Aim of the task –
The first line of the entries below, the line containing "M213 133L165 195L254", and every line between them should be repeated exactly, and nothing else.
== Segment start ==
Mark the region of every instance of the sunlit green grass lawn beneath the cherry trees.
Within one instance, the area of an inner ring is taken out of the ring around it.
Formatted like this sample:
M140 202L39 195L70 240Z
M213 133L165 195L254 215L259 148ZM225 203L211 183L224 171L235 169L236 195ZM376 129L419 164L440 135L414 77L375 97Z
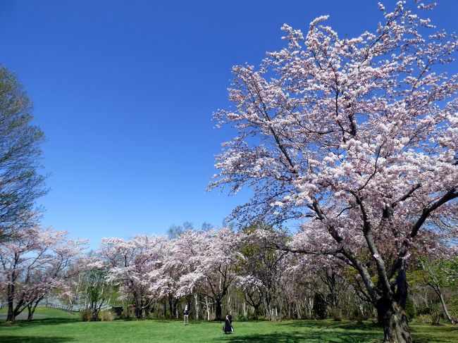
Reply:
M2 313L4 311L0 311ZM83 323L78 314L53 308L38 308L39 318L16 325L0 325L2 343L118 343L118 342L381 342L382 330L372 323L358 325L348 321L285 320L280 323L237 322L232 335L224 335L222 323L181 321L114 320L112 322ZM1 319L4 320L4 319ZM458 326L411 323L414 342L458 342Z

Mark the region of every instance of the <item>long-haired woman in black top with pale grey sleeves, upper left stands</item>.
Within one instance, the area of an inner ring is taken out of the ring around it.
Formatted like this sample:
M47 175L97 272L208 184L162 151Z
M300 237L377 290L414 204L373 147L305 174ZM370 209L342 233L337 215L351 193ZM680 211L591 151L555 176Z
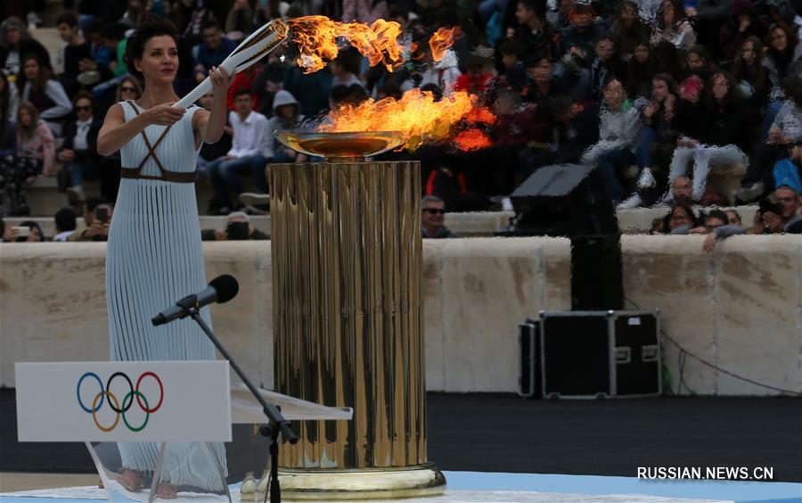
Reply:
M53 131L53 136L61 136L62 125L72 111L64 87L36 54L23 55L21 65L16 81L21 100L37 108L39 118Z

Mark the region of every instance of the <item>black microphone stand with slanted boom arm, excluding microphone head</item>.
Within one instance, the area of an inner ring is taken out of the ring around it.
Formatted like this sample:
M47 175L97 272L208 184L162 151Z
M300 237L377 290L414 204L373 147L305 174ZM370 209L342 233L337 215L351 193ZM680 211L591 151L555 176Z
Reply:
M270 422L269 425L262 425L259 428L259 433L270 439L270 503L281 503L282 489L278 481L279 436L283 435L284 439L290 443L298 442L298 437L290 428L290 421L284 419L284 416L282 416L282 413L278 407L265 401L265 399L262 397L262 394L256 389L256 386L250 382L248 376L242 372L240 366L237 365L237 363L231 358L231 355L228 354L228 351L225 350L223 344L217 340L214 332L212 332L211 328L206 325L206 322L203 321L203 318L201 317L201 311L197 307L197 296L190 295L189 297L184 297L184 299L178 301L178 305L184 308L187 314L195 320L195 323L201 326L203 332L207 337L209 337L209 341L211 341L217 350L220 351L220 354L223 355L223 358L228 361L228 364L233 368L233 371L240 376L242 382L248 386L250 393L254 396L254 398L257 399L259 405L262 406L262 411L265 413L265 416L267 416L267 419Z

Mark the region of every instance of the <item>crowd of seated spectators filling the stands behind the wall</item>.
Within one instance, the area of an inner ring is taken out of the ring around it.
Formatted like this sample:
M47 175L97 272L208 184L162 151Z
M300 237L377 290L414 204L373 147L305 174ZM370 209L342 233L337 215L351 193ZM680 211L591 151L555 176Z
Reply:
M688 209L727 203L728 194L707 183L708 173L716 165L740 165L746 175L737 202L759 201L763 215L749 230L796 228L802 194L800 0L65 0L56 20L63 41L59 74L29 31L38 18L26 12L27 4L0 9L4 215L28 215L26 186L55 175L65 203L80 212L100 197L110 218L119 154L101 157L95 144L110 104L142 93L124 56L127 36L144 16L176 24L175 86L184 95L265 22L323 14L397 21L415 42L413 53L393 71L370 67L356 50L343 47L337 59L311 74L279 54L238 73L224 139L201 147L198 177L208 178L215 194L209 214L268 210L266 165L307 161L277 143L275 130L298 127L339 103L397 98L419 87L438 99L466 91L495 112L495 121L482 126L491 140L487 148L464 153L452 144L431 144L387 154L421 161L424 194L439 200L424 208L431 219L442 219L438 210L446 206L500 207L537 169L582 162L598 166L607 194L620 207L666 205L667 218L655 223L655 232L716 234L717 226L697 225ZM435 62L426 43L430 34L457 26L462 37ZM210 100L206 95L198 104L208 108ZM633 167L636 175L626 177ZM245 192L242 178L250 178L253 191ZM100 181L99 194L86 194L90 179ZM788 194L793 214L783 202ZM766 213L778 219L766 219ZM719 214L706 215L705 222L724 223ZM94 208L88 217L87 224ZM102 237L102 226L80 233L86 237Z

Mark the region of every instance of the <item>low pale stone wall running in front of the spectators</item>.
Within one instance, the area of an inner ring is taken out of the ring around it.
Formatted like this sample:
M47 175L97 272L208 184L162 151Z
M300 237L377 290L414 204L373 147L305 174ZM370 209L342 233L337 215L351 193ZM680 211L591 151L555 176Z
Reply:
M625 236L627 298L660 309L665 332L700 358L802 391L802 238L735 236L713 253L703 239ZM541 309L569 309L569 241L426 240L423 252L428 389L515 392L516 327ZM209 278L240 281L240 294L212 309L218 335L272 387L269 243L204 243L204 253ZM102 243L0 245L0 384L13 385L15 361L108 359L104 264ZM675 384L678 358L666 343ZM683 376L702 394L777 394L692 358Z

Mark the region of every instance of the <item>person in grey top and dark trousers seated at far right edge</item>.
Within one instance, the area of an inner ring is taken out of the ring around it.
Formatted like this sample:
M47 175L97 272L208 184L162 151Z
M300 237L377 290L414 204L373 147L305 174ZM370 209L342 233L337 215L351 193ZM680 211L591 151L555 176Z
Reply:
M788 146L802 140L802 80L796 79L792 99L782 103L769 136L749 160L749 169L736 194L740 202L755 201L773 188L773 168L788 154Z

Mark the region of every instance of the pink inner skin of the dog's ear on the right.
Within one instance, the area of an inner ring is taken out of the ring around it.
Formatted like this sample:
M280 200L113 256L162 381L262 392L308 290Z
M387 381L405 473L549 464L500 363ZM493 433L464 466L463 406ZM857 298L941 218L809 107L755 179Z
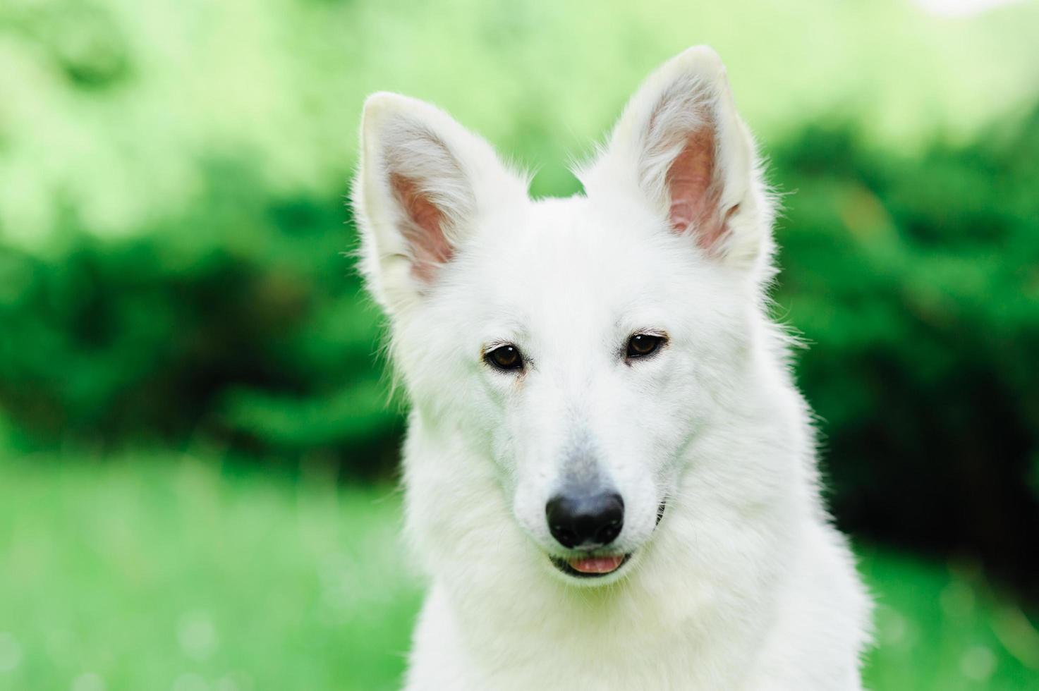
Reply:
M701 247L710 249L725 232L719 204L721 185L715 170L714 129L691 132L671 167L667 190L671 197L670 220L676 233L690 229Z

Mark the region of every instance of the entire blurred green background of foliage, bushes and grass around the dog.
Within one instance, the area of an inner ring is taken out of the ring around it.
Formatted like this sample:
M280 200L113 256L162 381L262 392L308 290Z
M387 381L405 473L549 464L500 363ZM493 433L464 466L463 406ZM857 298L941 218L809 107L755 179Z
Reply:
M344 202L366 94L437 103L535 194L683 48L783 193L875 689L1039 688L1039 5L0 3L0 689L389 689L379 317Z

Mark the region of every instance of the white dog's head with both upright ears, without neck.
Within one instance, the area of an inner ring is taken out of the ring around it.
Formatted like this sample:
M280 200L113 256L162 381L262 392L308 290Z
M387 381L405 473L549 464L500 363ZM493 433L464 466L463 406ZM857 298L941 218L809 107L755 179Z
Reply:
M768 273L720 61L692 49L647 79L568 200L529 200L421 102L371 97L362 132L364 269L415 404L494 464L547 563L618 578L724 415Z

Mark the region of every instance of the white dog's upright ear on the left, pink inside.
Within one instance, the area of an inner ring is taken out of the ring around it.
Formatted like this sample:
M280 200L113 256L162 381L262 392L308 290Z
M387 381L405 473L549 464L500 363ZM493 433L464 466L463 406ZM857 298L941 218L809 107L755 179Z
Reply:
M527 198L527 183L442 110L380 92L365 102L351 197L368 288L396 315L433 287L481 218Z

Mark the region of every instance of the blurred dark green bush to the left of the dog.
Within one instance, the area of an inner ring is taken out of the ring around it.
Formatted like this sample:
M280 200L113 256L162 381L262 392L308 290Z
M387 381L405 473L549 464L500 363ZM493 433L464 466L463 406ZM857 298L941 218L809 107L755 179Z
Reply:
M46 259L0 254L0 403L23 443L218 441L384 469L399 432L342 198L206 166L190 214ZM389 446L388 446L389 445Z

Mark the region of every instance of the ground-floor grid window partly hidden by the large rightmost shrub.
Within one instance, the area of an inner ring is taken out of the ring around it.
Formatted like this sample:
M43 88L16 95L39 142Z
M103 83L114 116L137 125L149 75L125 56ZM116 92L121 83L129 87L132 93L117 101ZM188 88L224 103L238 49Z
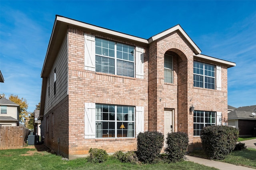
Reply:
M194 111L194 136L199 136L203 127L216 125L216 112Z

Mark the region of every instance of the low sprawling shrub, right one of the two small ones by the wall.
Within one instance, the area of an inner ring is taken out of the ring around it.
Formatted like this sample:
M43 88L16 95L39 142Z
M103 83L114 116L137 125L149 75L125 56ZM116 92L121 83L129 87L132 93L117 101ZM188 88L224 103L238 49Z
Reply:
M138 157L134 151L128 151L123 153L122 151L117 151L113 155L115 158L120 160L121 162L130 162L132 164L138 164Z

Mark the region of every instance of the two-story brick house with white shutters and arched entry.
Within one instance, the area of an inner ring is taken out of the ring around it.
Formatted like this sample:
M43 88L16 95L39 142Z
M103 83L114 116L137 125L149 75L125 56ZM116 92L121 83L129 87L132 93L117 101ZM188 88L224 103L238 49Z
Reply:
M227 69L200 54L180 25L149 39L56 16L42 68L44 144L76 158L136 149L144 131L227 125Z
== Segment end ==
Response to the exercise –
Mark the region of every instance of the sunlit green grass lawn beneath the cherry trees.
Within one instance, the area of an inner ring is taken out of the ring around it.
Formatted like this sample:
M140 202L39 195L70 240Z
M213 133L165 195L254 215L259 148ZM225 203L211 183L224 171L235 169L236 195ZM376 129L419 164L440 135L414 77L375 97Z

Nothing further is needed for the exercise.